Your task >>
Set out the material below as a Markdown table with two columns, Row and Line. Give each non-blank line its own numbered row.

Data rows >>
[start]

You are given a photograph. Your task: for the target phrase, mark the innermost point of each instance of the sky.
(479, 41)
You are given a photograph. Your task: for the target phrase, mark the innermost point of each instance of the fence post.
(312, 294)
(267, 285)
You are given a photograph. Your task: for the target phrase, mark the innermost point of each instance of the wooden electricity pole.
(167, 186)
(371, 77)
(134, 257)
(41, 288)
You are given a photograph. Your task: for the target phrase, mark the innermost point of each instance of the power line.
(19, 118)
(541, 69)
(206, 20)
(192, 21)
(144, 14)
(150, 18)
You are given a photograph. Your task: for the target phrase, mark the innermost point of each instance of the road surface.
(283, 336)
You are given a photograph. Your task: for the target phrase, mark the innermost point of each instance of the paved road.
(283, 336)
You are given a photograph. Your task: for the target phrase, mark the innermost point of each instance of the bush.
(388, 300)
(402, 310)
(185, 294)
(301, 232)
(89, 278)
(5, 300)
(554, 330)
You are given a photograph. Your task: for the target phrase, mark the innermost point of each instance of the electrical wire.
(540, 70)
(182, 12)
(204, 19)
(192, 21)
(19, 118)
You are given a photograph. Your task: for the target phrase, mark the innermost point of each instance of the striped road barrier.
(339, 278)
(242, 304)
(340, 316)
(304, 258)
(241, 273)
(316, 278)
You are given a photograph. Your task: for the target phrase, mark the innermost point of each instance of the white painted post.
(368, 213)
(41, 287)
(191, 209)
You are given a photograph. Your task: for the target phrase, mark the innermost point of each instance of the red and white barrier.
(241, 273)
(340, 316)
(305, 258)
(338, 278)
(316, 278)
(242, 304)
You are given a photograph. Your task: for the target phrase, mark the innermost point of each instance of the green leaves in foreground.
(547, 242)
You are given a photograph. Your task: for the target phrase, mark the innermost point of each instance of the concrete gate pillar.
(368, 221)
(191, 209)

[end]

Answer to the exercise >>
| Row | Line |
|---|---|
| 1 | You are given a photograph. Your task: for the target phrase, mark the innermost point of each instance of the sky. |
| 2 | (479, 41) |
| 3 | You are given a photograph. Your task: for the target phrase, mark the innermost point of each instance of the fence post. |
| 4 | (312, 294) |
| 5 | (267, 285) |
| 6 | You are given a photograph. Your task: for the target phrase, mark the innermost point of each instance of the wooden electricity pole. |
| 7 | (167, 186) |
| 8 | (371, 77) |
| 9 | (134, 257) |
| 10 | (41, 288) |
| 11 | You are given a photograph. Your task: for the target phrase, mark the innermost point of each instance of the power line. |
| 12 | (19, 118) |
| 13 | (541, 69) |
| 14 | (206, 20) |
| 15 | (192, 21) |
| 16 | (144, 14) |
| 17 | (150, 18) |
| 18 | You are given a photograph. Your task: for the target phrase, mark the innermost point of each instance of the road surface. |
| 19 | (283, 336) |
| 20 | You are given a photograph. Your task: for the target phrase, mark the innermost point of each instance of the paved road. |
| 21 | (283, 336) |
| 22 | You are given a photograph. Your task: for the target phrase, mark the innermost point of each instance of the bush. |
| 23 | (388, 300) |
| 24 | (402, 310) |
| 25 | (185, 294) |
| 26 | (301, 232) |
| 27 | (89, 278) |
| 28 | (5, 300) |
| 29 | (554, 330) |
| 30 | You are given a photograph. Your task: for the target phrase, mark the innermost point of each instance of the electrical wire. |
| 31 | (540, 70) |
| 32 | (182, 12) |
| 33 | (204, 19) |
| 34 | (192, 21) |
| 35 | (19, 118) |
| 36 | You are given a photograph. Your task: for the target phrase, mark the innermost point of each instance of the striped road barrier. |
| 37 | (339, 278) |
| 38 | (242, 304) |
| 39 | (340, 316) |
| 40 | (304, 258) |
| 41 | (241, 273) |
| 42 | (316, 278) |
| 43 | You are given a photograph. Your task: for the target phrase, mark the innermost point of each instance of the white painted post. |
| 44 | (368, 213) |
| 45 | (41, 287) |
| 46 | (191, 209) |
| 47 | You are given a photograph. Your task: for the target phrase, mark the innermost point of each instance of the red and white barrier. |
| 48 | (241, 273) |
| 49 | (340, 316) |
| 50 | (305, 258) |
| 51 | (338, 278) |
| 52 | (316, 278) |
| 53 | (242, 304) |
| 54 | You are given a photograph. Your task: for the target phrase, mark the innermost point of each instance of the green leaves in foreground. |
| 55 | (547, 242) |
| 56 | You are given a photograph. Your task: for the target phrase, mark the innermost point of each instance of the concrete gate pillar. |
| 57 | (368, 221) |
| 58 | (191, 209) |